- REQUIRED WORK
Please convert the lines of the listing below, from its start up to and including the line with "Query: test tube rim", into a JSON list of strings with one string per line and blank lines left out.

- STORED DATA
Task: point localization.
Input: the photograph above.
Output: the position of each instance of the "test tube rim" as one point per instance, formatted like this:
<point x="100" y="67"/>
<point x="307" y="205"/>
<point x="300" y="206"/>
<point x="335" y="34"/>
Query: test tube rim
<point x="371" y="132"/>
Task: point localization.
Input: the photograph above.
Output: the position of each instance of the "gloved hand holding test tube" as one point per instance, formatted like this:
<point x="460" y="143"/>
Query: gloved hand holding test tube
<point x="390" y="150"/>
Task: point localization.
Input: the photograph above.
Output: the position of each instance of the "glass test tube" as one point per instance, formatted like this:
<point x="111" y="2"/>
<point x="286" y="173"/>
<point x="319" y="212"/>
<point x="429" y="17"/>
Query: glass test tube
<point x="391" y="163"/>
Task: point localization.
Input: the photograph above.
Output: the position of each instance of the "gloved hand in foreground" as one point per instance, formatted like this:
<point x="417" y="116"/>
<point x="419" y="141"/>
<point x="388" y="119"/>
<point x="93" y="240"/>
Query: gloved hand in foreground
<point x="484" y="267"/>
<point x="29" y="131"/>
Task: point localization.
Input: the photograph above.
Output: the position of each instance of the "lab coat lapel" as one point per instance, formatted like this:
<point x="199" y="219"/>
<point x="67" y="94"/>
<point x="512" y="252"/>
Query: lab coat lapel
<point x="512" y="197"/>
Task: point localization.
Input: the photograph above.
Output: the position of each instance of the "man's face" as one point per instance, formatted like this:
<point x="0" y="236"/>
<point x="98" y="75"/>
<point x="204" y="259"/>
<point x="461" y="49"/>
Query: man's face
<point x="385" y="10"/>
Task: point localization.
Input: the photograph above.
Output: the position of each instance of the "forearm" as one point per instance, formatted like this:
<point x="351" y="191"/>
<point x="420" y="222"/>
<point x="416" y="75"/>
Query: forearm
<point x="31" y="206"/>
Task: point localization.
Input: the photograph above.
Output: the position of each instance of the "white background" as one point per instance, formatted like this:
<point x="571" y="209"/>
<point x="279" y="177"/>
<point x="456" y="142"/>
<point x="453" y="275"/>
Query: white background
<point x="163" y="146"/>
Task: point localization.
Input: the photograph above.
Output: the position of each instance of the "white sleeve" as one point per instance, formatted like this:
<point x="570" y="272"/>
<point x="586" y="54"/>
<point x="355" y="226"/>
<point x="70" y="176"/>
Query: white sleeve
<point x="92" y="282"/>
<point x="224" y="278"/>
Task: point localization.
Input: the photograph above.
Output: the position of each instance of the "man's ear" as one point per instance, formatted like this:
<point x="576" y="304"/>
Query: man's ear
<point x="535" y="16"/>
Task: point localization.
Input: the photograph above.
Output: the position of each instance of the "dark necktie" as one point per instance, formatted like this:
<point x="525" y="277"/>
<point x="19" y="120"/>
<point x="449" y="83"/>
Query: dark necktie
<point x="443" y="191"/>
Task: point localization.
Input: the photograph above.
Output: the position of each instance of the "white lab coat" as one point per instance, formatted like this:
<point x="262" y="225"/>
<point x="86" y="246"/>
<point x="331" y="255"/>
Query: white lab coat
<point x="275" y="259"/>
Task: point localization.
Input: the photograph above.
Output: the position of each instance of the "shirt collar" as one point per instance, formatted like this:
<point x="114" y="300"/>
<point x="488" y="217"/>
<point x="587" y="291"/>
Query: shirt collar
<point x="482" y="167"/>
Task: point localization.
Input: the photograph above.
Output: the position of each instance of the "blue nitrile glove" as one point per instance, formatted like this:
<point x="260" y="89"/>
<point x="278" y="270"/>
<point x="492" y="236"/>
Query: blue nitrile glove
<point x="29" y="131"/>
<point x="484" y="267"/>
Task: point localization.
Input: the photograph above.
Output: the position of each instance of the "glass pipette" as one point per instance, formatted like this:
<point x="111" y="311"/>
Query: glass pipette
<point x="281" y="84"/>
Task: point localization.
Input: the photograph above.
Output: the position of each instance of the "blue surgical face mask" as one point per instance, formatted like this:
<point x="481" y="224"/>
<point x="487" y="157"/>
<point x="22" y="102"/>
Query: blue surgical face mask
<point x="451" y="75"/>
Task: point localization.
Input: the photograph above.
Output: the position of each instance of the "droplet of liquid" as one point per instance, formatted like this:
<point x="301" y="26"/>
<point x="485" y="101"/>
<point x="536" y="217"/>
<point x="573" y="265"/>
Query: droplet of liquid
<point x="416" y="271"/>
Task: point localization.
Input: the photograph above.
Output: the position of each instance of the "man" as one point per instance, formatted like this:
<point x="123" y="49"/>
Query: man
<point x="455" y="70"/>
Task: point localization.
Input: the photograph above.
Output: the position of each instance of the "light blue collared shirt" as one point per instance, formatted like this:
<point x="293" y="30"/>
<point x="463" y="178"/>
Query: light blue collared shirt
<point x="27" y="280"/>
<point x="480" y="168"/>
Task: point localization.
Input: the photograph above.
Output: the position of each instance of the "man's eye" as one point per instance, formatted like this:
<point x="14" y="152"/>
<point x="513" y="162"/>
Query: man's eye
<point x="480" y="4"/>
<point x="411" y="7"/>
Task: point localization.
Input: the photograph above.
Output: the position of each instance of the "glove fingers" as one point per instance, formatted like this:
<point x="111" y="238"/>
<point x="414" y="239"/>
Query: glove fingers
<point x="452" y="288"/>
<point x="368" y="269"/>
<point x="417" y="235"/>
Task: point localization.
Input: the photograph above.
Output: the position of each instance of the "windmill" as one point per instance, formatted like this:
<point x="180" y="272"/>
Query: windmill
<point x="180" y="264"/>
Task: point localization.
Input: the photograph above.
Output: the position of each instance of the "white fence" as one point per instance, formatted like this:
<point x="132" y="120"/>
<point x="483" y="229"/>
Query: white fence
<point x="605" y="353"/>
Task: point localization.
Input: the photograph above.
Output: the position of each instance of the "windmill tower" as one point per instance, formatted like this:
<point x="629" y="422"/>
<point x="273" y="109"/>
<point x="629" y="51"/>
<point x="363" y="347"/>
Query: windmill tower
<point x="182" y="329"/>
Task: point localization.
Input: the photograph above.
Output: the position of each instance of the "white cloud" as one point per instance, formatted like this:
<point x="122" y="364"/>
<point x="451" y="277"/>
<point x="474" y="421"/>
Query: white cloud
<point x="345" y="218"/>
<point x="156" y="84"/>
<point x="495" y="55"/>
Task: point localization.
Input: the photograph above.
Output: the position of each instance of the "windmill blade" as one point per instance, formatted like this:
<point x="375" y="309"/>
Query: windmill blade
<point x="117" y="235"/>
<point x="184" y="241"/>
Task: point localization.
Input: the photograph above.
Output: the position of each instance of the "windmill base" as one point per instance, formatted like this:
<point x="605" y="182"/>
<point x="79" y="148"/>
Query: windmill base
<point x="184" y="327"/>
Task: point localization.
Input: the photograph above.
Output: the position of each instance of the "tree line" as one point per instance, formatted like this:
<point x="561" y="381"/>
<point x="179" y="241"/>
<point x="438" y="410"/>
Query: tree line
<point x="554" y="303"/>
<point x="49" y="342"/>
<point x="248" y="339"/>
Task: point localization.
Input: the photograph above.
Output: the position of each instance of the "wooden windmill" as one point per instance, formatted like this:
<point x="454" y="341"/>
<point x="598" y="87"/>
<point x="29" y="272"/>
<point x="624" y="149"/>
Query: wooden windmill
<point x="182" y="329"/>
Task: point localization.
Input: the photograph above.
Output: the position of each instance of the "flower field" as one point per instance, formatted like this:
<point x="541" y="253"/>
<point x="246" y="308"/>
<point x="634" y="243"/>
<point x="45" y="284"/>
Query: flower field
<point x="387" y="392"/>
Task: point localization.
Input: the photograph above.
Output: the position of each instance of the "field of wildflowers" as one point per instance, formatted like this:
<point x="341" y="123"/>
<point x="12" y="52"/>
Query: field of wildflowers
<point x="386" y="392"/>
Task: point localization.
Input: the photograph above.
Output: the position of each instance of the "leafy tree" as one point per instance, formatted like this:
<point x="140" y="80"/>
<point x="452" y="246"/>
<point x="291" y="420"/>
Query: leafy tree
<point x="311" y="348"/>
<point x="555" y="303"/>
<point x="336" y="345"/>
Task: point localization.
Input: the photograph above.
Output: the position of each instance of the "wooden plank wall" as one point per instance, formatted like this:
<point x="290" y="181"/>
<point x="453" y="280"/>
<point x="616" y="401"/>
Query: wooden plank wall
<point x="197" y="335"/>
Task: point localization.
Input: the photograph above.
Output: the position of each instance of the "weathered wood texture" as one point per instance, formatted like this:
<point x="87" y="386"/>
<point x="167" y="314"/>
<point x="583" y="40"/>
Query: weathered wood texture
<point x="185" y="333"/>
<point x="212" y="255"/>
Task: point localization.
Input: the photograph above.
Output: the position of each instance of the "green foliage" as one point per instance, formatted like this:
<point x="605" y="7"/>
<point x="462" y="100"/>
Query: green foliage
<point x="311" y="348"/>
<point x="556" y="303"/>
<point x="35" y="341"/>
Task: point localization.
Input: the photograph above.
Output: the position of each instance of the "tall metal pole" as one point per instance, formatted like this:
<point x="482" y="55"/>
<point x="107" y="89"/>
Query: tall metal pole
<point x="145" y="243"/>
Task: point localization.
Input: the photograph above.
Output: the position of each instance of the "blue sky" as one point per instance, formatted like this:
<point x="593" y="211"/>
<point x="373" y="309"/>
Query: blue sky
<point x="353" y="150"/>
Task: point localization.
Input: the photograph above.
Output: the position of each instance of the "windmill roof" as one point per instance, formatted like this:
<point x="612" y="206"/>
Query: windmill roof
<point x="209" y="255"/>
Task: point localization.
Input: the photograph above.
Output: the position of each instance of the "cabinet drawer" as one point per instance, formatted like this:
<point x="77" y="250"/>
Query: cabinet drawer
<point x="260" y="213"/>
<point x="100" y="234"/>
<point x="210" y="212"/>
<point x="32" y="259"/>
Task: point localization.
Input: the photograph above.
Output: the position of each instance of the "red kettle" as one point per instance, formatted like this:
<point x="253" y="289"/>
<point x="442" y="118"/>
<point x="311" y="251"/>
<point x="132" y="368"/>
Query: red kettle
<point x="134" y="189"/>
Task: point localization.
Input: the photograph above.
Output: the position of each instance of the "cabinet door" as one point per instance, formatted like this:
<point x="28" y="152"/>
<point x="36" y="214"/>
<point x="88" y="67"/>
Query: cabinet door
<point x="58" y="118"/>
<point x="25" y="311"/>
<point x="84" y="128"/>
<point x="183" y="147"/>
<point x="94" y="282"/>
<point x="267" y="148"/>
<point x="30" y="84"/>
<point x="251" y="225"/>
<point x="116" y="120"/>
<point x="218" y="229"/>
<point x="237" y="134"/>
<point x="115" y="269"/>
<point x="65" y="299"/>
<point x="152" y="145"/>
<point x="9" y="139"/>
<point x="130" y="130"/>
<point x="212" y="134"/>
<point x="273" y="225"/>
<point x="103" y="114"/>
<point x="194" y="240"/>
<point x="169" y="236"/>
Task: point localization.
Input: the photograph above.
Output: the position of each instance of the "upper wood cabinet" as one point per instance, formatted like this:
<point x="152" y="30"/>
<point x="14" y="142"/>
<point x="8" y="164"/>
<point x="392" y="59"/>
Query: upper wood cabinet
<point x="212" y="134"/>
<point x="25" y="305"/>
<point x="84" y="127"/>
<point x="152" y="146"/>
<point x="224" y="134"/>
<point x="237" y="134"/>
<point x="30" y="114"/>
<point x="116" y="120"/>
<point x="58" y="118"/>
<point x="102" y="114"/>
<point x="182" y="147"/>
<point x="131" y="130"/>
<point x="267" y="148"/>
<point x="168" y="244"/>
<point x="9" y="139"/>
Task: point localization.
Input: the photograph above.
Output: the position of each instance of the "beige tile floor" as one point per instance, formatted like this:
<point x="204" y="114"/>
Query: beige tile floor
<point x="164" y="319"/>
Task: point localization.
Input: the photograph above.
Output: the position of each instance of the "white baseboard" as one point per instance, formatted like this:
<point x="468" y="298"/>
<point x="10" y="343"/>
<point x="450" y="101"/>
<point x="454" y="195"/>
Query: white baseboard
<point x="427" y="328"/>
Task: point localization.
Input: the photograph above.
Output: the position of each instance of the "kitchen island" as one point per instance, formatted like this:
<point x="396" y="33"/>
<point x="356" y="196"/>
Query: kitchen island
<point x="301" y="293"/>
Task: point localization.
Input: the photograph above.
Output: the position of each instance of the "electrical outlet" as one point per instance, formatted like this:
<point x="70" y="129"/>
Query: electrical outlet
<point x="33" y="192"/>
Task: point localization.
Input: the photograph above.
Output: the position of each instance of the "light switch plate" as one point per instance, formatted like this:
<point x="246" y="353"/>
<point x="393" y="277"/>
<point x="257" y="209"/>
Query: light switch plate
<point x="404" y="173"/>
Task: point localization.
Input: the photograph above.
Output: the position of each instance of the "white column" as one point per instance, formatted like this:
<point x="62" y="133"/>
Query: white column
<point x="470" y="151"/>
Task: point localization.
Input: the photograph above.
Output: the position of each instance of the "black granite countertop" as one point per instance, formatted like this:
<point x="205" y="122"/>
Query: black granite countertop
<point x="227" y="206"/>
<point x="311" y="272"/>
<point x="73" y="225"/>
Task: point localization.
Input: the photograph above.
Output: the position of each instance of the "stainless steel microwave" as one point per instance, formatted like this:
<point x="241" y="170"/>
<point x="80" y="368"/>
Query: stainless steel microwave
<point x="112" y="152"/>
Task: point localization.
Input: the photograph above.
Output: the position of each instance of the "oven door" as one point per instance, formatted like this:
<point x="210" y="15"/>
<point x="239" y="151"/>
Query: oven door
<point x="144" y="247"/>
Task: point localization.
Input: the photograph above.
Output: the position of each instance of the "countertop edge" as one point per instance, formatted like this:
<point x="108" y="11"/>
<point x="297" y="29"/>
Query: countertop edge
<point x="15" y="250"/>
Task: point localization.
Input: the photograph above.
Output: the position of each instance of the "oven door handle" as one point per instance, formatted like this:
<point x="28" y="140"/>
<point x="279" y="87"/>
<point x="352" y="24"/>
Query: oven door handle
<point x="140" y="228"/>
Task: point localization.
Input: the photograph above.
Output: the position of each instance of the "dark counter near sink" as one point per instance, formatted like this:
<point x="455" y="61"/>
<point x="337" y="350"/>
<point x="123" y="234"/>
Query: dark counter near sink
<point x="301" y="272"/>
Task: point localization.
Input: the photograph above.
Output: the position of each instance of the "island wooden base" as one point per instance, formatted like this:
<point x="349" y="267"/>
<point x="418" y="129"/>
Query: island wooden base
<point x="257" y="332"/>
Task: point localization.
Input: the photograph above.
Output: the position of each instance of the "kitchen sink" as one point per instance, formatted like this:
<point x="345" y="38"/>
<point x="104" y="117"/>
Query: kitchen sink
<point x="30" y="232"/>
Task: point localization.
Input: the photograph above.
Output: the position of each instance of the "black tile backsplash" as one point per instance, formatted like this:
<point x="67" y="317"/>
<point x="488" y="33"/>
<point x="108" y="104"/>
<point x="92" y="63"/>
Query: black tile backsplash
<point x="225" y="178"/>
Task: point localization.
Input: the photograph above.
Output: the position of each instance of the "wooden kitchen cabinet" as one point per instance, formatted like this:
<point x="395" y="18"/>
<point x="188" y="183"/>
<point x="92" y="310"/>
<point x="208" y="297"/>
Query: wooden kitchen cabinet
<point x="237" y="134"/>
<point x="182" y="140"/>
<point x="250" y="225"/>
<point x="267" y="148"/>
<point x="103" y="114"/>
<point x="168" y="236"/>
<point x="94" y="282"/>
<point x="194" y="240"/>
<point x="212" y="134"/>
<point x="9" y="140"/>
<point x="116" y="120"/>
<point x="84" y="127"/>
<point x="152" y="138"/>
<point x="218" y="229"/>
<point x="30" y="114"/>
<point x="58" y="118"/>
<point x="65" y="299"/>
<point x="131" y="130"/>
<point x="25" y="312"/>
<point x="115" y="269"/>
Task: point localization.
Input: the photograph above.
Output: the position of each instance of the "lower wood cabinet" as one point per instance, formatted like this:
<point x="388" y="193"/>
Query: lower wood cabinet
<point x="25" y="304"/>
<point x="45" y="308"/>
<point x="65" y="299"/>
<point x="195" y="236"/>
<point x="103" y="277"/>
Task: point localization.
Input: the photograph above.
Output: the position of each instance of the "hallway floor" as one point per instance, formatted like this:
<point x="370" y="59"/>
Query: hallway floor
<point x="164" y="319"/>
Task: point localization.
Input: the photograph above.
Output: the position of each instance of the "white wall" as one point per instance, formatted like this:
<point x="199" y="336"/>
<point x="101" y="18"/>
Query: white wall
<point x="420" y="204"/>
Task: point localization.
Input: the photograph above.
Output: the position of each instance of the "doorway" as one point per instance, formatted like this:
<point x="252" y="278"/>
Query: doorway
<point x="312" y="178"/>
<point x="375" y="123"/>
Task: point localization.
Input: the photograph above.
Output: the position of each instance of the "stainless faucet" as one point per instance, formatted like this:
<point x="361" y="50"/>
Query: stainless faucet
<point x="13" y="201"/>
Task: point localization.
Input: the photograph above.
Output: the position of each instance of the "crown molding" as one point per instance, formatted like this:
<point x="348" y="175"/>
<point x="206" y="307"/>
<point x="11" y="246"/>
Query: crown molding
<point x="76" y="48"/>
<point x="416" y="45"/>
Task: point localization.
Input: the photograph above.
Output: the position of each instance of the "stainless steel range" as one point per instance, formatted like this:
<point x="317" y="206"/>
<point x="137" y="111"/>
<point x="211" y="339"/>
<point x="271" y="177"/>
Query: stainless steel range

- OUTPUT FOR THIS EXERCISE
[
  "Task: point localization.",
  "Input: the photograph above.",
  "Output: the position of each instance of the \"test tube rim\" as one point per instance, formatted like this:",
  "<point x=\"100\" y=\"67\"/>",
  "<point x=\"307\" y=\"205\"/>",
  "<point x=\"300\" y=\"206\"/>",
  "<point x=\"335\" y=\"34\"/>",
  "Query: test tube rim"
]